(WORK REQUEST) In the answer, each line from the top of the material through the line that contains "Target: brass door knocker" is restated exactly. No picture is given again.

....

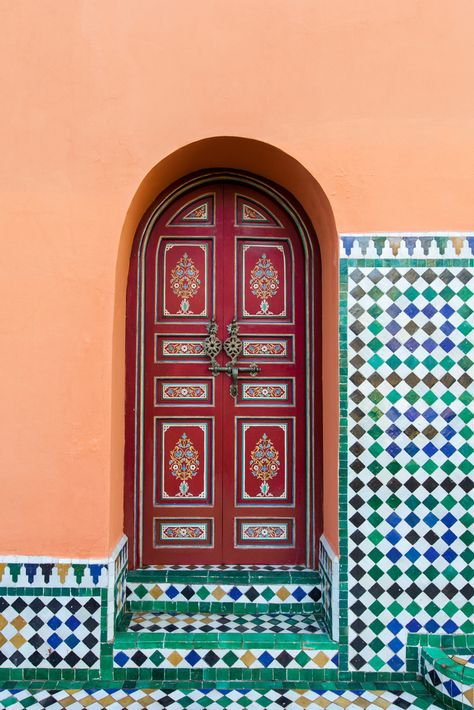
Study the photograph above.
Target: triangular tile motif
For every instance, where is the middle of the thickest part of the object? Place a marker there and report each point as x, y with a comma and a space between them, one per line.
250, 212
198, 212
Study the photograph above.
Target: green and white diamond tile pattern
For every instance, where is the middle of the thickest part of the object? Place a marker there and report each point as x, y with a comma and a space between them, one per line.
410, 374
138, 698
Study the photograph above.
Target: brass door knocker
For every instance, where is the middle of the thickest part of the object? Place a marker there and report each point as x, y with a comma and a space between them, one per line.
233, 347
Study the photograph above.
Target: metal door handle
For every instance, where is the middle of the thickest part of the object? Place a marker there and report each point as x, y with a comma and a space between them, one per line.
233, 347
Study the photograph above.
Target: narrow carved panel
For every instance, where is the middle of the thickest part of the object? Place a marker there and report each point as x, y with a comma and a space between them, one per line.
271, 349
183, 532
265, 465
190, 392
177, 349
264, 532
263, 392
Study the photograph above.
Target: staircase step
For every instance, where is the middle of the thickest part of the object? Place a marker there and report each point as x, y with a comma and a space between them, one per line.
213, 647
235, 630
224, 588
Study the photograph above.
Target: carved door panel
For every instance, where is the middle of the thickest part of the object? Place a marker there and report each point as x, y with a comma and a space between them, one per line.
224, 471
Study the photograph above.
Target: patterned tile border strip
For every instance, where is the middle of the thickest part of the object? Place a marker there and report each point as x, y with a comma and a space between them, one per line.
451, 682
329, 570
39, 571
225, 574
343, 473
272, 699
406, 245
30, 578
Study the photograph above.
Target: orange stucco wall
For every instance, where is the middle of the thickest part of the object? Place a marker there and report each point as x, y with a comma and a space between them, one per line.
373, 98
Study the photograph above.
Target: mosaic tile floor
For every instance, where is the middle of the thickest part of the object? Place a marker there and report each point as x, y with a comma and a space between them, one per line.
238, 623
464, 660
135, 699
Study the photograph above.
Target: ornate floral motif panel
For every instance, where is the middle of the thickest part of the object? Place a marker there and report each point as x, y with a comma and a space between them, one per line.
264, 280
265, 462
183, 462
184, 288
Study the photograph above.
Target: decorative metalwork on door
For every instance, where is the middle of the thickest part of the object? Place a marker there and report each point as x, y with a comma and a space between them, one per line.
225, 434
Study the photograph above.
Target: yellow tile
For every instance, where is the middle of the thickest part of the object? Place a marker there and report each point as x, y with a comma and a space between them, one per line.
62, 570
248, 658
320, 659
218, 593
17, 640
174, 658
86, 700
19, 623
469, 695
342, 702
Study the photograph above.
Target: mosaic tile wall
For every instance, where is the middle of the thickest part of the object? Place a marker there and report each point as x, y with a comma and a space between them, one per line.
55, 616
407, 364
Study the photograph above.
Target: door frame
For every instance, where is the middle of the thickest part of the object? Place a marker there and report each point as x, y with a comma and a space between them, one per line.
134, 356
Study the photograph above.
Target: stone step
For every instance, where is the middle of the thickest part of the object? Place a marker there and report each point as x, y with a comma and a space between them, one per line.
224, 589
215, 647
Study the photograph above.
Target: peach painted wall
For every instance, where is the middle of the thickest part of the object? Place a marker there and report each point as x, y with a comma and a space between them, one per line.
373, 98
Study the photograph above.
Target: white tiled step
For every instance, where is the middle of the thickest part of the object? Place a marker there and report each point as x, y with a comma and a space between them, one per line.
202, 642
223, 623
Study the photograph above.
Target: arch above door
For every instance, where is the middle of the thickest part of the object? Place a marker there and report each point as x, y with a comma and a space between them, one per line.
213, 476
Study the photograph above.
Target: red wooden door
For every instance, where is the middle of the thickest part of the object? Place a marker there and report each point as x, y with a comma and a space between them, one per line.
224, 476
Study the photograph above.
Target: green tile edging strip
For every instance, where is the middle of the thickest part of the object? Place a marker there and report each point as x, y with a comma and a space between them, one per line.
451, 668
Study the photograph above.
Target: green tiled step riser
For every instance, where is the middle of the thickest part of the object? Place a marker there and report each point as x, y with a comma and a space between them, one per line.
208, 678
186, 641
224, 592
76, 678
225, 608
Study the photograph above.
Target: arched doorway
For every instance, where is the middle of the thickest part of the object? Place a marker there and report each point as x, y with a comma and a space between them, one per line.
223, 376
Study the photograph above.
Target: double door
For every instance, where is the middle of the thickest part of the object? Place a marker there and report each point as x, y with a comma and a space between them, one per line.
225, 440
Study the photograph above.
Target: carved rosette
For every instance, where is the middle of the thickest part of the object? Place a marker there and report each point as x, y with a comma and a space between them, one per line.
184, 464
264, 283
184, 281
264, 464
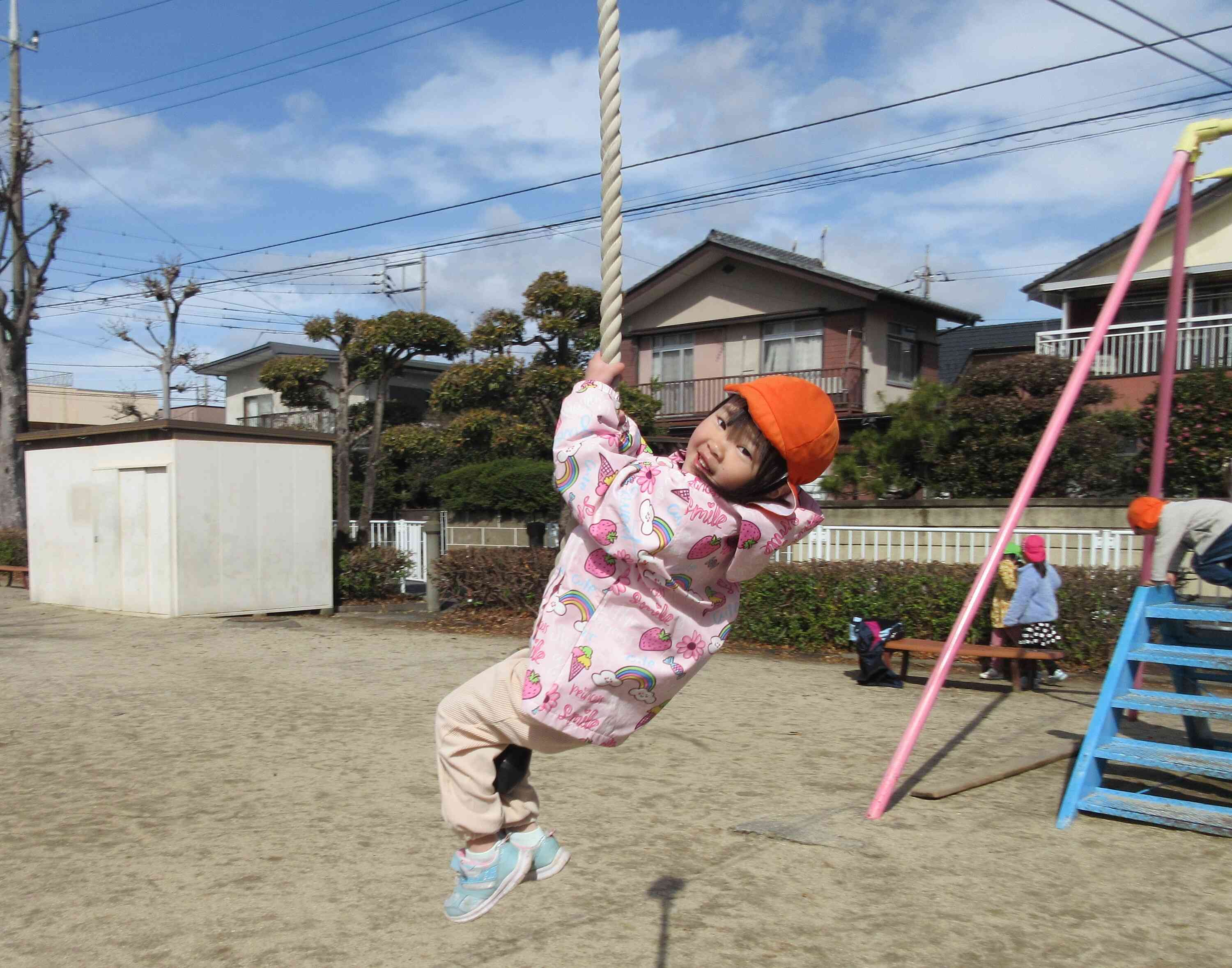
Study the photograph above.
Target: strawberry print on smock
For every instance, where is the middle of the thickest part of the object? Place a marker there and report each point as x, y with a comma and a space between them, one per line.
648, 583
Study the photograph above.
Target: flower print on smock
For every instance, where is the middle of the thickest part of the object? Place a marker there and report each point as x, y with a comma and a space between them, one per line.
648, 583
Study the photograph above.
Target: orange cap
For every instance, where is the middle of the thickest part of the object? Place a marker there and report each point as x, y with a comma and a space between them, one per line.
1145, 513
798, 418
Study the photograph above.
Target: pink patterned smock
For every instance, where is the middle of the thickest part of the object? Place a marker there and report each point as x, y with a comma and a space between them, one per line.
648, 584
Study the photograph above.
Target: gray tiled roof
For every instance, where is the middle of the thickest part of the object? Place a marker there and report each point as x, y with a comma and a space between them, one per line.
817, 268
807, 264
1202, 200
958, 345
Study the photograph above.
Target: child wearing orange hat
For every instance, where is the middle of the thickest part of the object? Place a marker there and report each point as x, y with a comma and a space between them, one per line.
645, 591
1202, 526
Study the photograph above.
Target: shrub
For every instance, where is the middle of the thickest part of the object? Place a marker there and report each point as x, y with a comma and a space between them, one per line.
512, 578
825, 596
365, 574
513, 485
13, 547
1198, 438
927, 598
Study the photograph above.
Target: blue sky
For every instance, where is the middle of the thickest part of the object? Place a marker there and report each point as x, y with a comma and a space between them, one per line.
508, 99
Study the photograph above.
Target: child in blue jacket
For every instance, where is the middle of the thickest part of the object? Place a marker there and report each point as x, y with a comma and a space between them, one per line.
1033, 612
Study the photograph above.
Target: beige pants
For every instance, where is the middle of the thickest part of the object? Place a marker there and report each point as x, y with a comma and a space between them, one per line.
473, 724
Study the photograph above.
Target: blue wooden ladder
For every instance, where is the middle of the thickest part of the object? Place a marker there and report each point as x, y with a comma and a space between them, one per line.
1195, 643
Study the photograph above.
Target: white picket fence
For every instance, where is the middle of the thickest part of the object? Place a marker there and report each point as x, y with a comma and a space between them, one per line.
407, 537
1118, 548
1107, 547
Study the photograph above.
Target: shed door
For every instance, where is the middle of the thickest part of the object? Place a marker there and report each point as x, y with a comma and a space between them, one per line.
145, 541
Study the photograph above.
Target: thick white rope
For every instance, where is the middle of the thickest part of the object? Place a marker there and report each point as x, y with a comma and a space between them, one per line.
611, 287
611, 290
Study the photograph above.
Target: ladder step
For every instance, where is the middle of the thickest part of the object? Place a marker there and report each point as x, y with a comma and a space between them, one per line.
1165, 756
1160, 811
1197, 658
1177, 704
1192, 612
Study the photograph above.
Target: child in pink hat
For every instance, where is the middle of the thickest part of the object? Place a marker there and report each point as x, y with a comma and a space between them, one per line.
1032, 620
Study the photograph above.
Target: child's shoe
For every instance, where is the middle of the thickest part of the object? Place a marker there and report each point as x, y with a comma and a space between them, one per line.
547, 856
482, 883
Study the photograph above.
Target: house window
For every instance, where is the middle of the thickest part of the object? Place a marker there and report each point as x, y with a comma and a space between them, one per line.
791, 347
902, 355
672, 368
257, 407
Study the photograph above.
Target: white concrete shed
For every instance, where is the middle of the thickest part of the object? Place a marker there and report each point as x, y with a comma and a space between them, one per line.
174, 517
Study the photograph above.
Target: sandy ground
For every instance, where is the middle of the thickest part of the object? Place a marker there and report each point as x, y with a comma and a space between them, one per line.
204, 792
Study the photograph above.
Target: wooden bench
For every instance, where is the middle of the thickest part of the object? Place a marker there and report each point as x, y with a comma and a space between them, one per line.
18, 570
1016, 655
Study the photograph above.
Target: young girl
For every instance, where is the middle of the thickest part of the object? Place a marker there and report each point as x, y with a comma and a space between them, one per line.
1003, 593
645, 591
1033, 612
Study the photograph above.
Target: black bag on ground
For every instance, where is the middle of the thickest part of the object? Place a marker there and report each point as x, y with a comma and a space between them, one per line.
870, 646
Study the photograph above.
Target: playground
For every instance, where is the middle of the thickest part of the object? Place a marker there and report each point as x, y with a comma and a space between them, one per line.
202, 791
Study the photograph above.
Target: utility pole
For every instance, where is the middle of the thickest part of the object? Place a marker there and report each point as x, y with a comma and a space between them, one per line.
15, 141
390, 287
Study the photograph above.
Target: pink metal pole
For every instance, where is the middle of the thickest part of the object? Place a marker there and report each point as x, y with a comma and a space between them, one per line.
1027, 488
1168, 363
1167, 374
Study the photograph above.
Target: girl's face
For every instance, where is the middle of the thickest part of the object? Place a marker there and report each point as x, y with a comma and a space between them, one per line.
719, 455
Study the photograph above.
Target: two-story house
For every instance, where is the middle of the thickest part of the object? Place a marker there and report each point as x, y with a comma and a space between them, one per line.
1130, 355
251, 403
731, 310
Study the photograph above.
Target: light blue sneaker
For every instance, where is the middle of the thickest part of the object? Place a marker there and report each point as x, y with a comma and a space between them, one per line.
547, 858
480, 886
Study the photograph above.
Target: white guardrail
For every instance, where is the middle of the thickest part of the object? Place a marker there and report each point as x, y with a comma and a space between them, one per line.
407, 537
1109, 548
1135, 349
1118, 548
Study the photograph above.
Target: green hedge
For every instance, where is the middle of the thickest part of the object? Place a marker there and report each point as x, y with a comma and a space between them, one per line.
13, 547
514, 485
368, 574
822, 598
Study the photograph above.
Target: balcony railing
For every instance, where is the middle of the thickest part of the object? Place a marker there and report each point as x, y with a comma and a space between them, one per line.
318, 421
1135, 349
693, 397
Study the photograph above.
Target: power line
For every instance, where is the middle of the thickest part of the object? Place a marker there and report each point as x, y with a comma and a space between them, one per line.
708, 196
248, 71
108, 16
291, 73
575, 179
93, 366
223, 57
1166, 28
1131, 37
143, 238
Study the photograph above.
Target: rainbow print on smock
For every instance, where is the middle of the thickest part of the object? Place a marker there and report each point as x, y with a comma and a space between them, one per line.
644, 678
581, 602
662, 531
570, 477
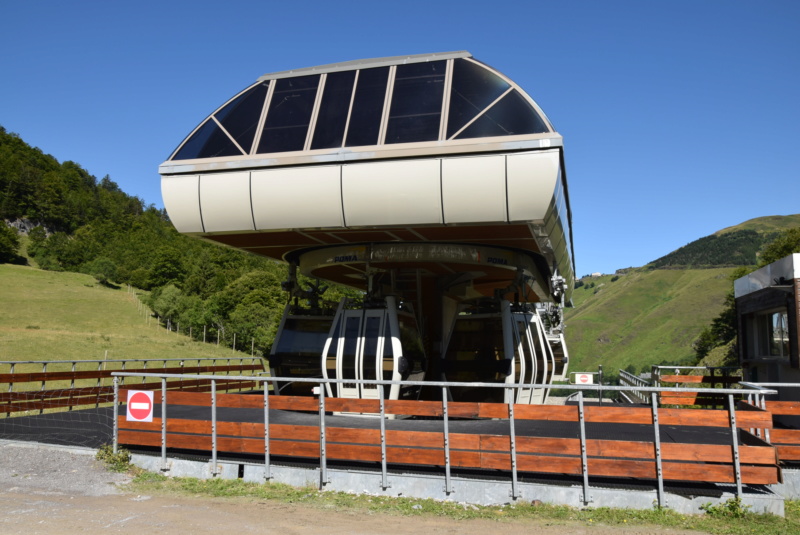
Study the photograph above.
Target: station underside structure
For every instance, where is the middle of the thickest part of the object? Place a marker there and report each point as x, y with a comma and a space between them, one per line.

....

(RESPONSE AREA)
Study the photograph above.
Target: triangular tile motif
For every instance, where is the middle of the thickest part of the object? Place a marker there and report each point as x, y with a comma and a space between them, one per line.
250, 212
198, 212
Study the photograph above.
Target: green and white diamond tile pattern
For every instance, where is the middle of the thickest part of the object? Place a marker there and report each point as x, y with a comma and a space between them, one per line.
410, 374
138, 698
Study the photograph above.
Target: brass door knocker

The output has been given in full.